**Supplied material**

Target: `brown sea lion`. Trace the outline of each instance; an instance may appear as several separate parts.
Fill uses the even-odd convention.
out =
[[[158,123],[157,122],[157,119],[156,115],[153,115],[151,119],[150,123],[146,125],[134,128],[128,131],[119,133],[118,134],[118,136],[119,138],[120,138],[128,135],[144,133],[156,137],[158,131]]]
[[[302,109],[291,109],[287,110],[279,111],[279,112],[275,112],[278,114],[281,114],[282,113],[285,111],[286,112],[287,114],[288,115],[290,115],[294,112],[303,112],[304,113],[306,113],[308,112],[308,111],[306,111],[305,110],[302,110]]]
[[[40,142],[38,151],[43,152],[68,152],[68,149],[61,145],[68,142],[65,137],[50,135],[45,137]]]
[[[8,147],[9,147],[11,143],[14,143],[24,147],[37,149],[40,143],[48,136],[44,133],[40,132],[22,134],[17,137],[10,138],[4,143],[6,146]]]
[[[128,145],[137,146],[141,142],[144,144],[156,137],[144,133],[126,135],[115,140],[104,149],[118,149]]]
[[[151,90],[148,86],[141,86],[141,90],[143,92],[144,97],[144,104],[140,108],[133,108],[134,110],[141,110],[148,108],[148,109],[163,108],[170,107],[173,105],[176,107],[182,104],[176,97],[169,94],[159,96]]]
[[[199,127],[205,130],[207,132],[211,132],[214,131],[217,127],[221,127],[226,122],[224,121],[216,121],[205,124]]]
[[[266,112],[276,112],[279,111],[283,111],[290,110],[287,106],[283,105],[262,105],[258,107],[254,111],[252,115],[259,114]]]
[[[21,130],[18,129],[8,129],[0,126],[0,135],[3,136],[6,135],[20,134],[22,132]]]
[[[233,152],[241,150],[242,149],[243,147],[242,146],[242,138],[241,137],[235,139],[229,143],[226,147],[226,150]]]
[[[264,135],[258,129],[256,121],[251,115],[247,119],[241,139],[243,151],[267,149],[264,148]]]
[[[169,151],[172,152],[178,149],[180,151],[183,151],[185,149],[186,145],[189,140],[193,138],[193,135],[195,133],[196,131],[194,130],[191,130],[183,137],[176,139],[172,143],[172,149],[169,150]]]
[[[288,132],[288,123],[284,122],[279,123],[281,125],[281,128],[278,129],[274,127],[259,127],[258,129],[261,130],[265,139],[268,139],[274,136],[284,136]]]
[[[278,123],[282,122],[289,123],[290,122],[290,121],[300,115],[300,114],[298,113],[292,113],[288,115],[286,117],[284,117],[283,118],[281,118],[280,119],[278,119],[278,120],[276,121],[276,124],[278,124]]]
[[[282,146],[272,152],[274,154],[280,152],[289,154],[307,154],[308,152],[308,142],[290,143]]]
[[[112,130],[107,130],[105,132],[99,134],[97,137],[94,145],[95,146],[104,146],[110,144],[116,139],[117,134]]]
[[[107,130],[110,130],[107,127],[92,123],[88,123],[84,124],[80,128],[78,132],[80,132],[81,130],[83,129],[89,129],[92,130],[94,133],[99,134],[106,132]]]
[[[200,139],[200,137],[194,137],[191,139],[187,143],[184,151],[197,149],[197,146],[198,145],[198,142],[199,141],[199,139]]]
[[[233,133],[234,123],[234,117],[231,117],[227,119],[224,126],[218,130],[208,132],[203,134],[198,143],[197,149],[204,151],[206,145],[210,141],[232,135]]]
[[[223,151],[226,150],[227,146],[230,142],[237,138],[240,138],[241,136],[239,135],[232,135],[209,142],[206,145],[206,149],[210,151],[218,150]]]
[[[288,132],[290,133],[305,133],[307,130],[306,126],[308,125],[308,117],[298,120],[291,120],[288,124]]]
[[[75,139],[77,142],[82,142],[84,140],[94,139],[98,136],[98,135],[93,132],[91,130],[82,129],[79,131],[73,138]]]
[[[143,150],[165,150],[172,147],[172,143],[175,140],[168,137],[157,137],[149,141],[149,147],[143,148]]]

**What you are asked to do**
Extract the full set of entries word for word.

**Response to the exercise**
Target: `brown sea lion`. Trace the outline of each instance; an instance may appear as several separate parts.
Fill uses the even-odd convention.
out =
[[[158,123],[157,122],[157,119],[156,115],[153,115],[151,119],[150,123],[146,125],[134,128],[128,131],[119,133],[118,134],[118,136],[119,138],[120,138],[128,135],[144,133],[156,137],[158,131]]]
[[[302,109],[291,109],[287,110],[279,111],[279,112],[275,112],[278,114],[281,114],[282,113],[285,111],[286,112],[287,114],[288,115],[290,115],[294,112],[303,112],[304,113],[306,113],[308,112],[308,111],[306,111],[305,110],[302,110]]]
[[[40,142],[38,151],[43,152],[68,152],[68,149],[61,145],[68,142],[65,137],[50,135],[45,137]]]
[[[8,147],[9,147],[11,143],[14,143],[24,147],[37,149],[40,143],[48,136],[44,133],[40,132],[22,134],[17,137],[10,138],[4,143],[6,146]]]
[[[128,145],[137,146],[141,142],[144,144],[156,137],[144,133],[126,135],[115,140],[104,149],[118,149]]]
[[[151,90],[148,86],[141,86],[141,90],[143,92],[144,97],[144,104],[140,108],[133,108],[134,110],[141,110],[148,108],[148,109],[163,108],[170,107],[173,105],[176,107],[182,104],[176,97],[169,94],[159,96]]]
[[[199,127],[205,130],[207,132],[211,132],[214,131],[217,127],[221,127],[226,122],[224,121],[216,121],[205,124]]]
[[[266,112],[276,112],[279,111],[283,111],[290,110],[287,106],[283,105],[262,105],[258,107],[254,111],[252,115],[259,114]]]
[[[21,130],[18,129],[8,129],[0,126],[0,135],[3,136],[6,135],[20,134],[22,132]]]
[[[233,152],[241,150],[242,149],[243,147],[242,146],[242,138],[241,137],[235,139],[229,143],[226,147],[226,150]]]
[[[264,135],[258,129],[256,121],[251,115],[247,119],[241,139],[243,151],[267,149],[264,148]]]
[[[169,151],[172,152],[178,149],[180,151],[183,151],[185,149],[186,145],[189,140],[193,138],[193,135],[195,133],[196,131],[194,130],[191,130],[183,137],[176,139],[172,143],[172,149],[169,150]]]
[[[288,132],[288,123],[284,122],[279,123],[281,125],[281,128],[278,129],[274,127],[259,127],[258,129],[261,130],[265,139],[268,139],[274,136],[284,136]]]
[[[278,123],[282,122],[289,123],[290,122],[290,121],[300,115],[300,114],[298,113],[292,113],[288,115],[286,117],[284,117],[283,118],[281,118],[280,119],[278,119],[278,120],[276,121],[276,124],[278,124]]]
[[[282,146],[272,152],[274,154],[280,152],[289,154],[307,154],[308,152],[308,142],[290,143]]]
[[[112,130],[107,130],[105,132],[99,134],[97,137],[94,145],[95,146],[104,146],[110,144],[116,139],[117,134]]]
[[[107,130],[110,130],[107,127],[92,123],[88,123],[84,124],[80,128],[78,132],[80,132],[81,130],[83,129],[89,129],[92,130],[94,133],[99,134],[106,132]]]
[[[200,139],[200,137],[194,137],[191,139],[187,143],[184,151],[197,149],[197,146],[198,145],[198,142],[199,141],[199,139]]]
[[[233,133],[234,123],[234,117],[231,117],[227,119],[224,126],[218,130],[208,132],[203,134],[198,143],[197,149],[204,151],[206,145],[210,141],[232,135]]]
[[[223,151],[226,150],[227,146],[230,142],[237,138],[240,138],[241,136],[239,135],[232,135],[209,142],[206,145],[206,149],[210,151],[218,150]]]
[[[288,132],[290,133],[305,133],[307,130],[306,126],[308,125],[308,117],[298,120],[291,120],[288,124]]]
[[[75,139],[77,142],[82,142],[84,140],[94,139],[98,136],[98,135],[93,132],[91,130],[82,129],[79,131],[73,138]]]
[[[143,150],[165,150],[172,147],[172,143],[175,140],[168,137],[157,137],[149,141],[149,147],[143,148]]]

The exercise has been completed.